▶ _What is expected_
Copy the items below word for word, from the line containing "Target: forested hillside" through the final line of the items, including both.
──────────────────────────────
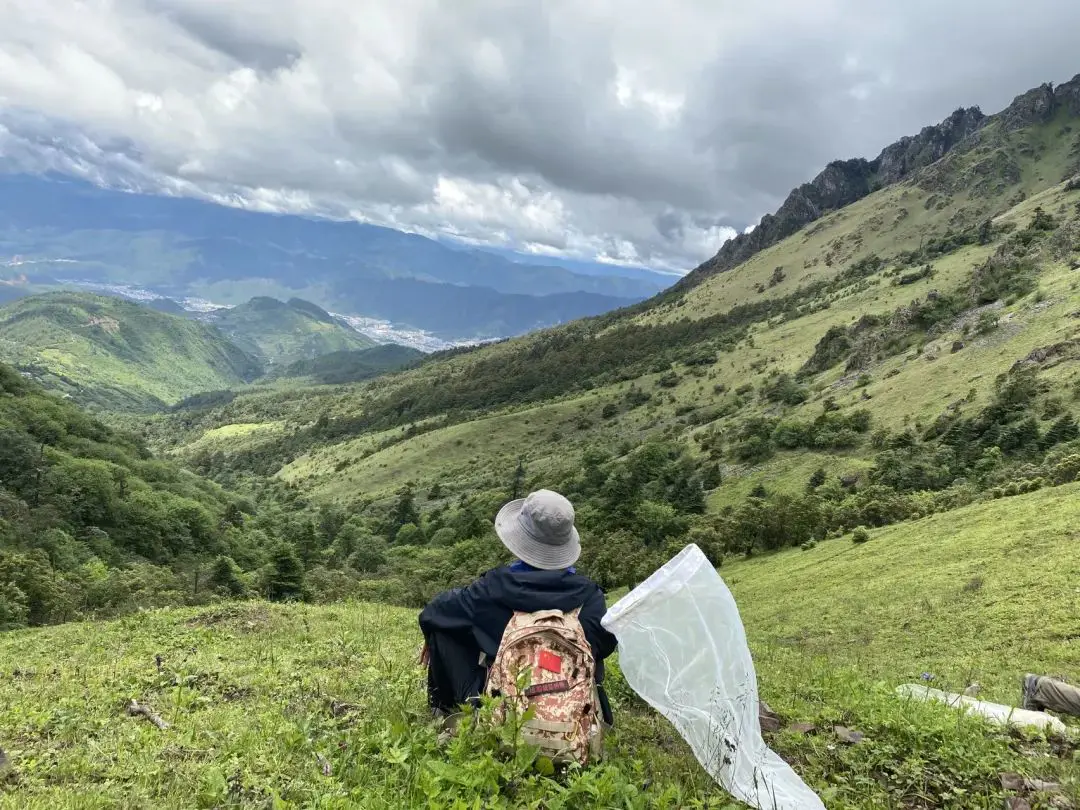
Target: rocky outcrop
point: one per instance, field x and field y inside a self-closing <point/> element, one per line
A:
<point x="842" y="183"/>
<point x="1034" y="107"/>
<point x="846" y="181"/>
<point x="910" y="153"/>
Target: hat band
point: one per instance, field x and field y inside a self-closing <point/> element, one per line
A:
<point x="525" y="522"/>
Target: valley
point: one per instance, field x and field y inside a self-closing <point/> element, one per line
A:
<point x="866" y="416"/>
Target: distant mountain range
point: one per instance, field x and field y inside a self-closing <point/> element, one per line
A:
<point x="55" y="230"/>
<point x="118" y="354"/>
<point x="281" y="333"/>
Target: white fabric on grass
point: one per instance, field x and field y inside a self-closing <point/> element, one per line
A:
<point x="683" y="648"/>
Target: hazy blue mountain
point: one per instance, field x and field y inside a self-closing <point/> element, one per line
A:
<point x="184" y="246"/>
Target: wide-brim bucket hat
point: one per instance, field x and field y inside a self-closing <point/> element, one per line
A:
<point x="539" y="530"/>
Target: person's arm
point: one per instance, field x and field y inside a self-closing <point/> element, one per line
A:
<point x="453" y="610"/>
<point x="592" y="611"/>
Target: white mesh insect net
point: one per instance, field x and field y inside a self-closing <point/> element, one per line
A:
<point x="683" y="648"/>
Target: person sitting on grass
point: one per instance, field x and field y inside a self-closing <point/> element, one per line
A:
<point x="1042" y="692"/>
<point x="462" y="628"/>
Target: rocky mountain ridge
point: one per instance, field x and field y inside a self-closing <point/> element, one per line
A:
<point x="845" y="181"/>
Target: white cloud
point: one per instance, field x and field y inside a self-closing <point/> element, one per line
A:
<point x="619" y="130"/>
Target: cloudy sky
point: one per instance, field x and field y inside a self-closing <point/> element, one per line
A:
<point x="642" y="131"/>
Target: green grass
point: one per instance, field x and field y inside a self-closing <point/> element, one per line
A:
<point x="117" y="354"/>
<point x="909" y="389"/>
<point x="256" y="693"/>
<point x="282" y="333"/>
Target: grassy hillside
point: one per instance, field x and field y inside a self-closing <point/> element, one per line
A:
<point x="118" y="354"/>
<point x="281" y="333"/>
<point x="323" y="706"/>
<point x="355" y="365"/>
<point x="703" y="366"/>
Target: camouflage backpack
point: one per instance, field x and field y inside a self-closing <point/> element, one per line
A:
<point x="566" y="724"/>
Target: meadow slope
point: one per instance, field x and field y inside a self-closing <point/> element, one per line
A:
<point x="321" y="706"/>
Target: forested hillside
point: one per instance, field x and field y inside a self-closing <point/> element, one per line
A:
<point x="118" y="354"/>
<point x="907" y="354"/>
<point x="281" y="333"/>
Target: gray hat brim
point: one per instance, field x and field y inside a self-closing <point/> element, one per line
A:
<point x="531" y="551"/>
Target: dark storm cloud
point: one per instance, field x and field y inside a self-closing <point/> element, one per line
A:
<point x="228" y="34"/>
<point x="631" y="130"/>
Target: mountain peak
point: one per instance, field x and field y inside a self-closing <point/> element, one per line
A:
<point x="845" y="181"/>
──────────────────────────────
▶ _Answer to the task_
Target: forested hillside
point: one per instance, field x and field y inside a self-closing <point/> element, one per line
A:
<point x="118" y="354"/>
<point x="907" y="354"/>
<point x="281" y="333"/>
Target: gray hat brim
point: one per instance, field x and field y inside a self-closing <point/> element, one per line
A:
<point x="531" y="551"/>
Target: dark storm cloud
point: one per instance, field x and field y inside a self-closing <point/> element, one per line
A:
<point x="228" y="34"/>
<point x="631" y="130"/>
Target: mountain peak
point: one per instance, field x and field y inside a self-closing <point/> element, one per line
A:
<point x="845" y="181"/>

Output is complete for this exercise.